Texte source
__________

La FMCI s‘est associée à la FNBTP pour faire aboutir, après une longue période de gestation, un contrat programme qui devrait permettre à l’ingénierie marocaine de s’organiser et devenir plus performante. La cheville ouvrière de ce projet c’est Nabil Benazzouz, son président, qui tenait à le faire aboutir sous son mandat malgré les résistances d’une administration nonchalante. Voici son entretien exclusif.
Interview avec Nabil BENAZZOUZ
Président de la FMCI – Directeur Général d’IDAFA
Administrateur Certifié « IMA »
Expert assermenté près des tribunaux de Rabat
Que vous apporte ce contrat programme ?
Nabil Benazzouz : Le contrat programme comprend deux grands piliers englobant 11 axes stratégiques. Le premier pilier qui porte sur la mise à niveau du secteur ou encore le développement compétitif se décompose en 6 axes consistant à assurer une visibilité nécessaire à l’investissement et à la croissance, actualiser le cadre réglementaire d’accès à la commande et organisation de la profession et optimiser les processus de l’Administration. L’ambition des signataires est aussi de développer les compétences et d’améliorer l’attractivité des métiers, de renforcer la représentation professionnelle et encourager l’interprofession, d’améliorer la compétitivité de l’entreprise de conseil et d’ingénierie et de faire émerger une entreprise citoyenne.

__________

Données disponibles
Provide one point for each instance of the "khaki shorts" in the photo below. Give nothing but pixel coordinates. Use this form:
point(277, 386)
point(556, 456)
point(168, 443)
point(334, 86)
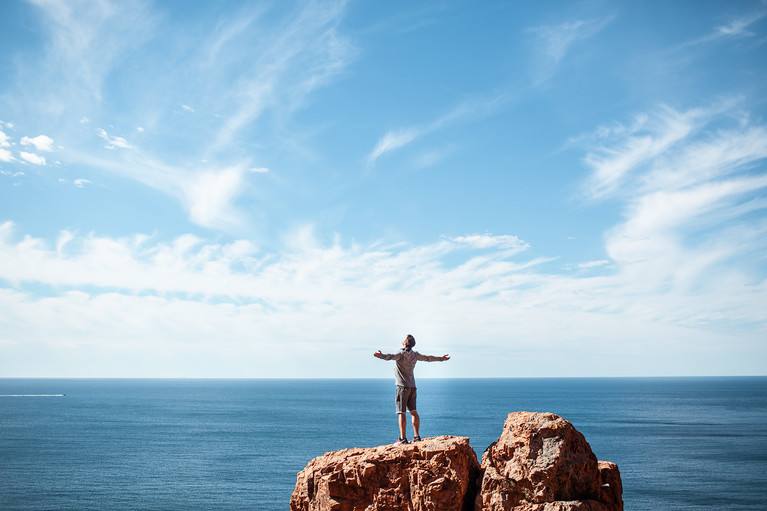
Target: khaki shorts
point(405, 399)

__________

Exercices à faire
1 – Recopiez mot pour mot l'entretien sur le contrat programme, du début à la fin.
2 – Transformez les lignes du bloc 1 en une liste JSON de chaînes, à raison d'une chaîne par ligne, en laissant de côté les lignes vides. Omettez les images dans votre réponse, s'il vous plaît.
L'entretien et les lignes proviennent de sources différentes.

Solutions proposées
1 –
La FMCI s‘est associée à la FNBTP pour faire aboutir, après une longue période de gestation, un contrat programme qui devrait permettre à l’ingénierie marocaine de s’organiser et devenir plus performante. La cheville ouvrière de ce projet c’est Nabil Benazzouz, son président, qui tenait à le faire aboutir sous son mandat malgré les résistances d’une administration nonchalante. Voici son entretien exclusif.
Interview avec Nabil BENAZZOUZ
Président de la FMCI – Directeur Général d’IDAFA
Administrateur Certifié « IMA »
Expert assermenté près des tribunaux de Rabat
Que vous apporte ce contrat programme ?
Nabil Benazzouz : Le contrat programme comprend deux grands piliers englobant 11 axes stratégiques. Le premier pilier qui porte sur la mise à niveau du secteur ou encore le développement compétitif se décompose en 6 axes consistant à assurer une visibilité nécessaire à l’investissement et à la croissance, actualiser le cadre réglementaire d’accès à la commande et organisation de la profession et optimiser les processus de l’Administration. L’ambition des signataires est aussi de développer les compétences et d’améliorer l’attractivité des métiers, de renforcer la représentation professionnelle et encourager l’interprofession, d’améliorer la compétitivité de l’entreprise de conseil et d’ingénierie et de faire émerger une entreprise citoyenne.

2 –
[
  "Provide one point for each instance of the \"khaki shorts\" in the photo below. Give nothing but pixel coordinates. Use this form:",
  "point(277, 386)",
  "point(556, 456)",
  "point(168, 443)",
  "point(334, 86)",
  "Target: khaki shorts",
  "point(405, 399)"
]